> _Text extract_
Phase 0 Research — Quality and DevEx Hardening 3.2

Mission: quality-devex-hardening-3-2-01KRJGKH Spec: spec.md Plan: plan.md

This Phase 0 research is deliberately focused. Pre-mission research is comprehensive — see /work/findings/00-summary.md, refactor-audit.md, rule-pipeline-pattern-survey.md, and the six per-ticket findings. This file covers only the gaps that surfaced during plan-phase elaboration; it does not re-litigate decisions already taken (e.g. the resolved Decision Moment on mypy scope).

1. re2 typing strategy under strict mypy

Decision

Drop strict on re2 import sites only. Mark the import with type: ignore[import-untyped] and a comment that references this decision.

Rationale

  • The re2 package (Google RE2 Python bindings) ships no .pyi stubs and no Type Information PEP-561 marker.

> _Supplied entries_
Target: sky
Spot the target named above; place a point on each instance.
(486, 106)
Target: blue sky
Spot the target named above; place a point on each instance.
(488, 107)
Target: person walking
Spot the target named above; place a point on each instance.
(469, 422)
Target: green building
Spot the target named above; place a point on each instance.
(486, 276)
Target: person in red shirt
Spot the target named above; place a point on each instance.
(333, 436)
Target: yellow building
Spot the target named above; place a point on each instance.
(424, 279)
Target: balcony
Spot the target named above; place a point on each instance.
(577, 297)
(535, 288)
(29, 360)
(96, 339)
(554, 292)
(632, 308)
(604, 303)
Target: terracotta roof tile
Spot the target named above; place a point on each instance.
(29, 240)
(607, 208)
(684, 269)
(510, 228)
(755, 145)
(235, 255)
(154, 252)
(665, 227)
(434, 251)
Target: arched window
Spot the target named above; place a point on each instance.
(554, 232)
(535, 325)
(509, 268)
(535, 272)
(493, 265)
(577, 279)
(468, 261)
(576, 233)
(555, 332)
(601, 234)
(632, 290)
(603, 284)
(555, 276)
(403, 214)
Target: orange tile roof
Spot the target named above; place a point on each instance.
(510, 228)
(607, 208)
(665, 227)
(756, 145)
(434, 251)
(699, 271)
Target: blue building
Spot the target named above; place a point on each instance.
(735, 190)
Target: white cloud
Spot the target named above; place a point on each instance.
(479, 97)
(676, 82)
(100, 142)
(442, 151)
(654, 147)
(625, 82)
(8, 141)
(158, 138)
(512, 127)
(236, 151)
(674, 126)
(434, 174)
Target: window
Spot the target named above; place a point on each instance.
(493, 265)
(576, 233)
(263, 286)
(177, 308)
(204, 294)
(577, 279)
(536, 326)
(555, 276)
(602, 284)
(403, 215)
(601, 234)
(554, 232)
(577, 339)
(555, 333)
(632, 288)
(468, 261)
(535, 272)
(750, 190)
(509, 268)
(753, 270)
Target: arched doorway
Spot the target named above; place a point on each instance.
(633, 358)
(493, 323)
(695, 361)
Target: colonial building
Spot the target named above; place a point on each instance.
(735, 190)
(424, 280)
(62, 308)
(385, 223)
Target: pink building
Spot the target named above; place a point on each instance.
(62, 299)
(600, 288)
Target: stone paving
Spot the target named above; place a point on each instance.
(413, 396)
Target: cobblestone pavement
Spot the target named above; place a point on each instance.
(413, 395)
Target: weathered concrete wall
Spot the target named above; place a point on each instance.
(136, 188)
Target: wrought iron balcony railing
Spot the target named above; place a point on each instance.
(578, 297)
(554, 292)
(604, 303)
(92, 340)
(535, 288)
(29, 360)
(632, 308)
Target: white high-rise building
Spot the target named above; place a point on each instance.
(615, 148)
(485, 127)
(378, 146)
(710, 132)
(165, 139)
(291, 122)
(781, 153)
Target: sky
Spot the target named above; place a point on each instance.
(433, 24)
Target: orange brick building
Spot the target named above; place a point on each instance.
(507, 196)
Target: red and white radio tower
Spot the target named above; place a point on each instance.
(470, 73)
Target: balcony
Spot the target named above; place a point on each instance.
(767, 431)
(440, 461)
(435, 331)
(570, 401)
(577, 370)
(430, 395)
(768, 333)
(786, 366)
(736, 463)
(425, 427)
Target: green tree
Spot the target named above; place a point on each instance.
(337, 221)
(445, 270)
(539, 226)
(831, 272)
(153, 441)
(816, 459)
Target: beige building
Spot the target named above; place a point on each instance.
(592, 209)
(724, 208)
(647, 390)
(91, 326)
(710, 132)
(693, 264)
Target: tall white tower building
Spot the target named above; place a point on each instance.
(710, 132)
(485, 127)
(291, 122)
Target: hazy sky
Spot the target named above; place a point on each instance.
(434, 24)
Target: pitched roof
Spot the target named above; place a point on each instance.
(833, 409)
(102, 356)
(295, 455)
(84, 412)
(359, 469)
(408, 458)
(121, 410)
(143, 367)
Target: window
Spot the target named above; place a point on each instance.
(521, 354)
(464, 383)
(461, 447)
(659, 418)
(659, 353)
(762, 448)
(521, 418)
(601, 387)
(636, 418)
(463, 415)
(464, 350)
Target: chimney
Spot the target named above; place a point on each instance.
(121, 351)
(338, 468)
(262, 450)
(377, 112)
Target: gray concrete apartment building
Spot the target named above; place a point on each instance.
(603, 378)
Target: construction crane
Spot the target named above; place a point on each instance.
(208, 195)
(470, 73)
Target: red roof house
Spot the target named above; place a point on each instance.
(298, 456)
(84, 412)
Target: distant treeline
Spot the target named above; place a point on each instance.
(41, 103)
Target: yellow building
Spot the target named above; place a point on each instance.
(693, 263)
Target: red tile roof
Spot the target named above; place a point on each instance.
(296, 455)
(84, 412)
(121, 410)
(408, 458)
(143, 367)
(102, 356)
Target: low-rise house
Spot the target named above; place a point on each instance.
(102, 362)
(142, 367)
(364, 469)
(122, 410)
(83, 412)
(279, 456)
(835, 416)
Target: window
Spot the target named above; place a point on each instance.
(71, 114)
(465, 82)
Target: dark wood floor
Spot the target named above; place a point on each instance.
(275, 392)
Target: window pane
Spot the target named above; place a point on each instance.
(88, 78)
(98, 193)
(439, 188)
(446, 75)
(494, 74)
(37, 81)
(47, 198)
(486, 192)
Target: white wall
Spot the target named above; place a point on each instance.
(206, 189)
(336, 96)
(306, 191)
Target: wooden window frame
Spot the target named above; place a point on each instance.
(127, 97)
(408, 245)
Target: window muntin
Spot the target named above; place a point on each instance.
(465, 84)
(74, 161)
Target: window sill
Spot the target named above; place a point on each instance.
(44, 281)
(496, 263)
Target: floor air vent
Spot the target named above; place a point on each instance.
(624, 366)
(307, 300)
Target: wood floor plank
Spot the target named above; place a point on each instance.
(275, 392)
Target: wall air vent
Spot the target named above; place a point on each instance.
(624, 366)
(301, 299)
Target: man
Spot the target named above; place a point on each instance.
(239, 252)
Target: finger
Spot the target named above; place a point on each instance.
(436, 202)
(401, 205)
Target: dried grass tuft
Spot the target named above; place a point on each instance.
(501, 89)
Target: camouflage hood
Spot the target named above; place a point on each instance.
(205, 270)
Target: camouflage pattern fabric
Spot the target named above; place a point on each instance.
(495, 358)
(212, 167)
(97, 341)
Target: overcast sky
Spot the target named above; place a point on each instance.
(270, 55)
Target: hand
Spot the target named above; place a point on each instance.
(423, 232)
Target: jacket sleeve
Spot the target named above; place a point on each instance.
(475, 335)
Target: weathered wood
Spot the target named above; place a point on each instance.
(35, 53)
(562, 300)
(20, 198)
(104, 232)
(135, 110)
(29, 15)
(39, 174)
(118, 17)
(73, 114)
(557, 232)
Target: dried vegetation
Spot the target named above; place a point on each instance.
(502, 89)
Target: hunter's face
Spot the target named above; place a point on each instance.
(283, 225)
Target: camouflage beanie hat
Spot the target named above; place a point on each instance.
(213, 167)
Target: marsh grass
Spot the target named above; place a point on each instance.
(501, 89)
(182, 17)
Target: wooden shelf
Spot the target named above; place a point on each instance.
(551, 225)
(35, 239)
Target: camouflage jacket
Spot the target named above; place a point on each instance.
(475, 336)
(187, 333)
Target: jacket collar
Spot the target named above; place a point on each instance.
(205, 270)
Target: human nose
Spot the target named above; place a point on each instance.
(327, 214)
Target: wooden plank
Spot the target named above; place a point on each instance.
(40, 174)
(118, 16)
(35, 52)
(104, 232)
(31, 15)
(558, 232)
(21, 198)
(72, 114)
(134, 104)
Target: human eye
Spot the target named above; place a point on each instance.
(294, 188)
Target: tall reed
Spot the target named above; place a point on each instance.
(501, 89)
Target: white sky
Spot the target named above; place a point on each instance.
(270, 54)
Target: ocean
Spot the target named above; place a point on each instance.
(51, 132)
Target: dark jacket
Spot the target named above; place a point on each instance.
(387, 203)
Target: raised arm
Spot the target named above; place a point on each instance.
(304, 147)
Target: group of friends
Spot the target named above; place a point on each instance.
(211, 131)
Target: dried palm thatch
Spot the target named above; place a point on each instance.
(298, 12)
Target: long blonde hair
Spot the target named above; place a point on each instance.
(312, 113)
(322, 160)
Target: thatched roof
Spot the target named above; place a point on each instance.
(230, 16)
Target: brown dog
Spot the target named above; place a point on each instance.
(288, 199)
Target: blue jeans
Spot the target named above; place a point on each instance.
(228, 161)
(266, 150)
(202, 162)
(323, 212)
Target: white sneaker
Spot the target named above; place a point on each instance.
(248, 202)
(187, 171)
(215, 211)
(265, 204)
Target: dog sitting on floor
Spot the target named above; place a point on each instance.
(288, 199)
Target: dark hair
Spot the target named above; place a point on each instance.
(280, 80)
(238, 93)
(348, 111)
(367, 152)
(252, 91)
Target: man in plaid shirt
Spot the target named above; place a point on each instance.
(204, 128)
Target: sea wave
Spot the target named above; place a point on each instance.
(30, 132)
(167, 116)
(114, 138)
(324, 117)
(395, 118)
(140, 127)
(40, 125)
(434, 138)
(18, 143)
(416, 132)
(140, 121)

> _Written tasks_
1/ Return the passage of the Phase 0 research notes between "This Phase 0" and "references this decision.", inclusive, word for word.
2/ Retype the lines of the records from the line holding "Target: sea wave" through the end of the records, inclusive, with no changes.
The records bear no relation to the Phase 0 research notes.

> _Solution list_
1/
This Phase 0 research is deliberately focused. Pre-mission research is comprehensive — see /work/findings/00-summary.md, refactor-audit.md, rule-pipeline-pattern-survey.md, and the six per-ticket findings. This file covers only the gaps that surfaced during plan-phase elaboration; it does not re-litigate decisions already taken (e.g. the resolved Decision Moment on mypy scope).

1. re2 typing strategy under strict mypy

Decision

Drop strict on re2 import sites only. Mark the import with type: ignore[import-untyped] and a comment that references this decision.

2/
Target: sea wave
Spot the target named above; place a point on each instance.
(30, 132)
(167, 116)
(114, 138)
(324, 117)
(395, 118)
(140, 127)
(40, 125)
(434, 138)
(18, 143)
(416, 132)
(140, 121)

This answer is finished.